> _THE TASK_
Could you quote, exactly as they stand, the lines running from the one with "Target: blonde-haired woman" to the final line of the material?

··· DATA LISTING ···

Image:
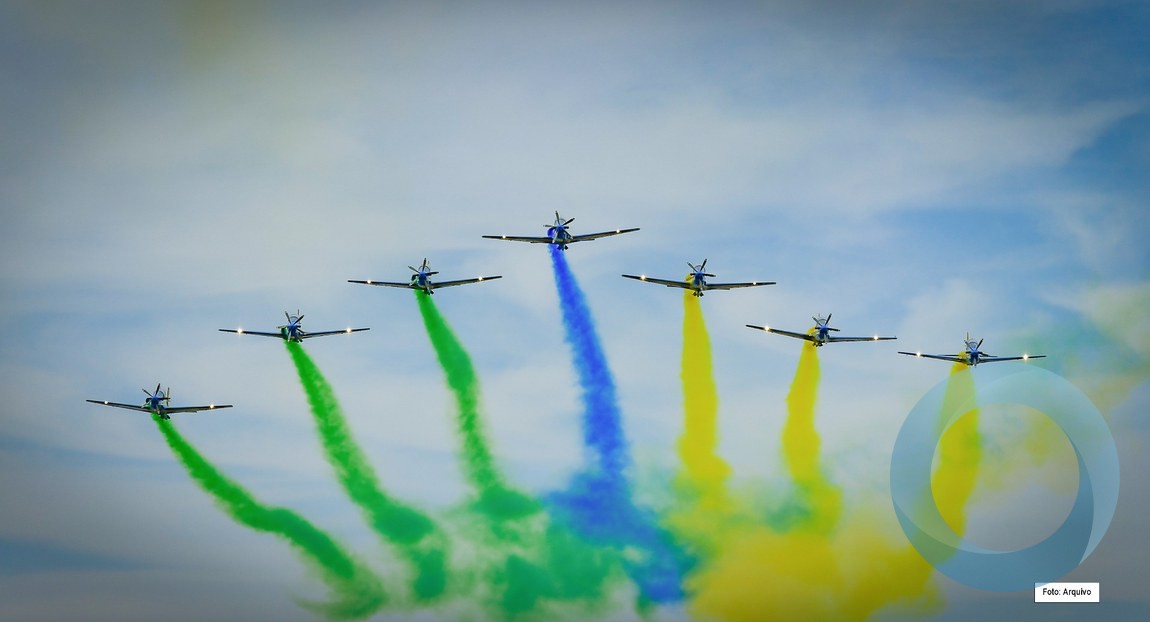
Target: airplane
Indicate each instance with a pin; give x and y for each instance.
(820, 333)
(292, 331)
(972, 355)
(422, 279)
(156, 404)
(559, 236)
(696, 279)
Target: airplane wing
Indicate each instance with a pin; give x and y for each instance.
(385, 284)
(521, 238)
(996, 359)
(196, 408)
(803, 336)
(734, 285)
(327, 332)
(682, 284)
(464, 282)
(278, 335)
(600, 235)
(129, 406)
(950, 358)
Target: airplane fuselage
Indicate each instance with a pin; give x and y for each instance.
(698, 283)
(423, 282)
(155, 406)
(559, 236)
(292, 332)
(821, 336)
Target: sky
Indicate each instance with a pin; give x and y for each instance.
(918, 169)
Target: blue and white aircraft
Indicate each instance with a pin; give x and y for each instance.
(158, 404)
(820, 333)
(422, 279)
(696, 281)
(972, 355)
(559, 236)
(292, 331)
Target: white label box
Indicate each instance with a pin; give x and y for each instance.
(1066, 592)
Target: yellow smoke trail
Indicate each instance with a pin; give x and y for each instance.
(703, 480)
(699, 442)
(802, 444)
(823, 563)
(959, 452)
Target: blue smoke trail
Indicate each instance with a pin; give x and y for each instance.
(597, 504)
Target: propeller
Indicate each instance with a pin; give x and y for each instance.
(560, 221)
(700, 268)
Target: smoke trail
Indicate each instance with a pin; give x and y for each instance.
(818, 565)
(700, 406)
(821, 499)
(528, 561)
(704, 501)
(598, 503)
(959, 452)
(419, 539)
(358, 591)
(495, 497)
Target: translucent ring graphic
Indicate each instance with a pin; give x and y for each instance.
(1045, 561)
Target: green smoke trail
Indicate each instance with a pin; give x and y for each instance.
(416, 537)
(358, 591)
(530, 566)
(496, 498)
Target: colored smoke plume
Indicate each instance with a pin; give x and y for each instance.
(528, 565)
(820, 501)
(355, 589)
(809, 560)
(495, 497)
(959, 452)
(597, 504)
(412, 532)
(704, 503)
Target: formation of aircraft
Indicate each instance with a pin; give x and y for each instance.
(972, 355)
(559, 236)
(158, 404)
(820, 333)
(292, 331)
(697, 281)
(421, 279)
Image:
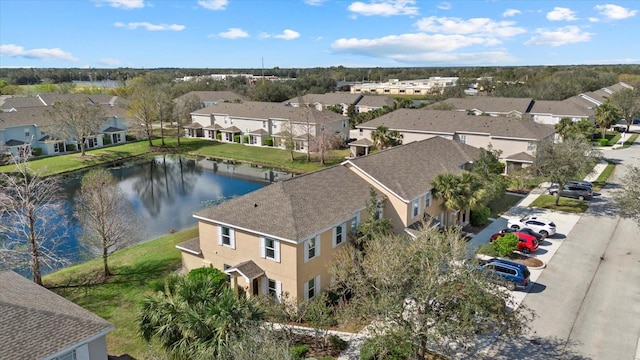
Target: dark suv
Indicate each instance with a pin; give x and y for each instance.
(514, 275)
(573, 190)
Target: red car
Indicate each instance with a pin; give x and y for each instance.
(527, 243)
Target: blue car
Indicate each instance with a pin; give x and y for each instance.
(513, 274)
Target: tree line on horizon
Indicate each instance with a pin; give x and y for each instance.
(538, 82)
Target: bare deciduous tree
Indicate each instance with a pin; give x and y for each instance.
(564, 161)
(183, 109)
(76, 120)
(32, 221)
(421, 287)
(108, 220)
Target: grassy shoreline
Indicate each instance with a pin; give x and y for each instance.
(139, 271)
(270, 157)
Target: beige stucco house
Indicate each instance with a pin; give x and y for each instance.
(281, 238)
(515, 138)
(252, 123)
(39, 324)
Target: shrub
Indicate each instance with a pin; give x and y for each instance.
(487, 249)
(480, 216)
(299, 351)
(506, 244)
(388, 347)
(218, 277)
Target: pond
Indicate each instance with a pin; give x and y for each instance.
(166, 190)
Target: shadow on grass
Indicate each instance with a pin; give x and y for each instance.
(538, 348)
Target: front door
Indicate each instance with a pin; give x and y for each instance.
(256, 287)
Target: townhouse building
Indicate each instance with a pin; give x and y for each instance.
(26, 123)
(281, 238)
(516, 139)
(252, 123)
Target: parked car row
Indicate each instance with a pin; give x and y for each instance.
(576, 189)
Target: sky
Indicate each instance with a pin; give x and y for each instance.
(316, 33)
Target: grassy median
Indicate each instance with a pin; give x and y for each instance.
(138, 270)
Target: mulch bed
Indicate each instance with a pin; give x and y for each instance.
(317, 347)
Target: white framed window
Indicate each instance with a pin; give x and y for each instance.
(226, 237)
(312, 288)
(311, 248)
(415, 207)
(270, 249)
(339, 234)
(272, 287)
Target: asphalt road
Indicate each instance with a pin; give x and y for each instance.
(587, 300)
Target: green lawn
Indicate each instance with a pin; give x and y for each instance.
(500, 205)
(137, 270)
(604, 176)
(565, 204)
(277, 158)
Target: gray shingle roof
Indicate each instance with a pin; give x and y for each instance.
(296, 208)
(559, 108)
(247, 268)
(268, 110)
(491, 104)
(39, 115)
(37, 323)
(409, 169)
(451, 122)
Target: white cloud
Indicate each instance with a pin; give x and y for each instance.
(214, 4)
(558, 37)
(12, 50)
(109, 62)
(421, 48)
(315, 2)
(150, 26)
(122, 4)
(511, 12)
(288, 34)
(384, 8)
(444, 6)
(561, 14)
(615, 12)
(234, 33)
(474, 27)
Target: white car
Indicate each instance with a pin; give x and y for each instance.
(544, 227)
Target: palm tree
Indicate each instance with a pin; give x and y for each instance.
(196, 317)
(606, 115)
(457, 192)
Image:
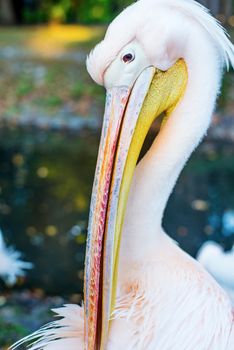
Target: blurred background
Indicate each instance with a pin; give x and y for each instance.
(50, 120)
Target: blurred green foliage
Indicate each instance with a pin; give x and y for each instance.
(70, 11)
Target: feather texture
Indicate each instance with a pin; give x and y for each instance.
(11, 264)
(125, 28)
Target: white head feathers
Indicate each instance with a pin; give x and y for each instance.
(162, 27)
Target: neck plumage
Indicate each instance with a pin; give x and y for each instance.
(157, 173)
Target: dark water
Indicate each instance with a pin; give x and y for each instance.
(45, 186)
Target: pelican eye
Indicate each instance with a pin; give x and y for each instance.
(128, 57)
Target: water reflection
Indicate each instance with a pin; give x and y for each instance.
(45, 185)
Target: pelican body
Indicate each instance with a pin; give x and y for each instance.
(141, 290)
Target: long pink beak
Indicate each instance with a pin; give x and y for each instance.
(123, 106)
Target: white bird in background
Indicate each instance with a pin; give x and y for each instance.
(141, 290)
(11, 266)
(219, 263)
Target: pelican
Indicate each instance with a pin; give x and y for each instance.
(11, 266)
(219, 263)
(141, 291)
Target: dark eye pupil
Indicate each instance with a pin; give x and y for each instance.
(128, 57)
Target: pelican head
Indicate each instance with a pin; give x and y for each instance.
(144, 63)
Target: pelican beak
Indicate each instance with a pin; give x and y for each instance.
(128, 116)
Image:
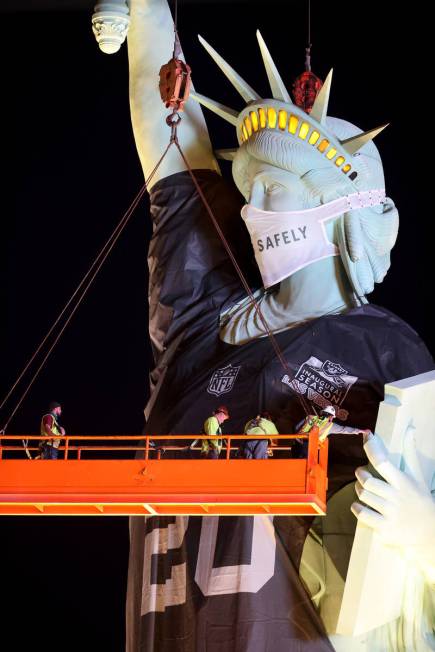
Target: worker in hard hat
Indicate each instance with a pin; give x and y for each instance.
(325, 424)
(50, 427)
(211, 448)
(256, 449)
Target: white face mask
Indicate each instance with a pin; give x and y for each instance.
(287, 241)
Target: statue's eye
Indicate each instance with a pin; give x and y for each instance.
(272, 187)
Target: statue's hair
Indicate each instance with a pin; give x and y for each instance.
(366, 236)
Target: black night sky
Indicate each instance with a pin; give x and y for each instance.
(74, 170)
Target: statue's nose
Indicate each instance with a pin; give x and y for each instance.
(257, 195)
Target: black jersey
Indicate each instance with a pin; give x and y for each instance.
(231, 584)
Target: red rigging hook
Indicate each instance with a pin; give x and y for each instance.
(175, 82)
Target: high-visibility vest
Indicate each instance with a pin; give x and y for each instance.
(211, 428)
(54, 428)
(323, 424)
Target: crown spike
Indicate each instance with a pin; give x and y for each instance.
(279, 91)
(239, 84)
(320, 106)
(352, 145)
(223, 111)
(226, 154)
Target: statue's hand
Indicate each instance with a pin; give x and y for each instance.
(400, 509)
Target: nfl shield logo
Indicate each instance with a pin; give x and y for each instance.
(222, 381)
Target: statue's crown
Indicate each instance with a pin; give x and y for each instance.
(281, 115)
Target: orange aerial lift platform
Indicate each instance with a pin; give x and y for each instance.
(155, 484)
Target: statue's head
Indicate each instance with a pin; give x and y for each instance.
(289, 161)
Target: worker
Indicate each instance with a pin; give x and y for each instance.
(326, 426)
(256, 449)
(50, 428)
(211, 448)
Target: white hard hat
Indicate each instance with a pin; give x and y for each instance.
(329, 409)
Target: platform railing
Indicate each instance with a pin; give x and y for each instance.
(148, 443)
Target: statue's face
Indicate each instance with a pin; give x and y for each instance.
(274, 189)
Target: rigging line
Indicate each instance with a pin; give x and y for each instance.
(114, 238)
(119, 226)
(243, 279)
(309, 23)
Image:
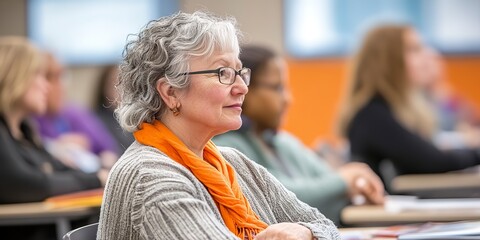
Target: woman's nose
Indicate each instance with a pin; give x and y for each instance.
(239, 86)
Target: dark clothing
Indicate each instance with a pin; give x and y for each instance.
(28, 173)
(375, 135)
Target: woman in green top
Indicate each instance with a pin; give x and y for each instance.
(294, 164)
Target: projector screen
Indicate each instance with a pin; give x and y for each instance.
(90, 31)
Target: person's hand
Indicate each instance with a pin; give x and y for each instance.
(362, 181)
(102, 175)
(285, 231)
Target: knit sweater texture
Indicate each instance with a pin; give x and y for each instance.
(150, 196)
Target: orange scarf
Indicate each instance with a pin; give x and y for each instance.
(213, 171)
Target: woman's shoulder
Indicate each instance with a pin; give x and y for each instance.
(376, 108)
(145, 161)
(240, 162)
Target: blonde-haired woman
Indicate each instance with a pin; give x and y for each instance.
(28, 173)
(385, 116)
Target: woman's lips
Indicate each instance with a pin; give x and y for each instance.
(235, 106)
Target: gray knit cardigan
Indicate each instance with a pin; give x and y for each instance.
(150, 196)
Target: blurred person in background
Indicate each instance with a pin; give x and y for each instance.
(457, 121)
(107, 101)
(181, 83)
(28, 173)
(297, 167)
(72, 133)
(385, 114)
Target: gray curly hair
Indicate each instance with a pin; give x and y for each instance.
(162, 50)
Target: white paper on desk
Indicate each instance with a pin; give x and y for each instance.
(407, 203)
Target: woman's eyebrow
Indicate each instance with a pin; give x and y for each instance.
(235, 64)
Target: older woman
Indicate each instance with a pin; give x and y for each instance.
(384, 115)
(181, 83)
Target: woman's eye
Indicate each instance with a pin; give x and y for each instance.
(223, 72)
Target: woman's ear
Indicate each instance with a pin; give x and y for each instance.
(167, 93)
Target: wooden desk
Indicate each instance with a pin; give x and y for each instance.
(435, 181)
(377, 216)
(43, 213)
(362, 233)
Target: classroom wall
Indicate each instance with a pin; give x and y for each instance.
(318, 86)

···

> _REPLY TO THE EXERCISE_
Target: blonde-haired woman
Indicate each instance with a pin; give x and y for each instance.
(28, 173)
(385, 116)
Target: woman's lips
Indicate each instance with a pin; give x and y for each instance.
(235, 106)
Target: gray knit cardigan
Indicate each instance with a pin; give x and y for each instance.
(150, 196)
Target: blurred person in background
Indicate each instance with a pin; give x and y for each instance.
(457, 121)
(107, 101)
(181, 83)
(28, 173)
(297, 167)
(72, 133)
(385, 114)
Target: gray curly hair
Indicate each instance with a pin; give x and y for each instance.
(162, 50)
Target: white paper on desk
Indicate each instance with a pin; give x and y for each instance.
(407, 203)
Target: woman's eyebrow
Indicate each instance with a pin; give x and y for each instance.
(235, 64)
Target: older woman
Indicate each instance with a pin; give x and y for each instance.
(384, 115)
(181, 83)
Target: woman's eye
Indicate each instance with a pin; give x and y for each instance.
(223, 72)
Target: woman's ear
Indicate each instance with a pin; give x and y for each instance.
(167, 93)
Target: wooden desk
Indicate each instance with a pin; give x and y for each instance.
(435, 181)
(377, 216)
(43, 213)
(362, 233)
Target: classroom wall
Indicate each instance with a pin; give x and y for each instance.
(318, 86)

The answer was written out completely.